_TRAVAIL À FAIRE_
Extrayez des enregistrements ci-dessous toutes les lignes qui contiennent la chaîne "snow", sans en modifier le texte.

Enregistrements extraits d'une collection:
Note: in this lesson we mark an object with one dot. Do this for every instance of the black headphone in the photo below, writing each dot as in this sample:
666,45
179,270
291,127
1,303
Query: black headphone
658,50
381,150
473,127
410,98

==

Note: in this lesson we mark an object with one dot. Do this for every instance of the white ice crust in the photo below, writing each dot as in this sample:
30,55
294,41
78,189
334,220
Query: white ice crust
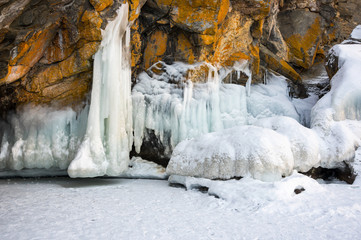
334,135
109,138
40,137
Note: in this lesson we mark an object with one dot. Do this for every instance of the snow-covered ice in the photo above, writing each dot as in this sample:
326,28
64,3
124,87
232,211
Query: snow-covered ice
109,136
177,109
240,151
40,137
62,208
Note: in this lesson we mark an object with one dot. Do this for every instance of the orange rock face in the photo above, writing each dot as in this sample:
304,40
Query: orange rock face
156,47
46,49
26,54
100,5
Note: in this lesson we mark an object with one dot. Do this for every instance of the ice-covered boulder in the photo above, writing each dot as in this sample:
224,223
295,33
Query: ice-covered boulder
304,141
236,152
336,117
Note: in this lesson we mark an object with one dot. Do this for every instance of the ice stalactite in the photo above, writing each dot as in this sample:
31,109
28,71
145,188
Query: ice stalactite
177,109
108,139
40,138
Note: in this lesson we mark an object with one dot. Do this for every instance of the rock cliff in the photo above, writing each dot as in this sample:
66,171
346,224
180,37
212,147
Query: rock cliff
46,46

_RÉPONSE RÉDIGÉE_
Note: in this lesson we mark an object with one dot. Do this for every instance of the snow-covered ice in the photo above, writing each dot as in this sample:
Query: snow-covered ice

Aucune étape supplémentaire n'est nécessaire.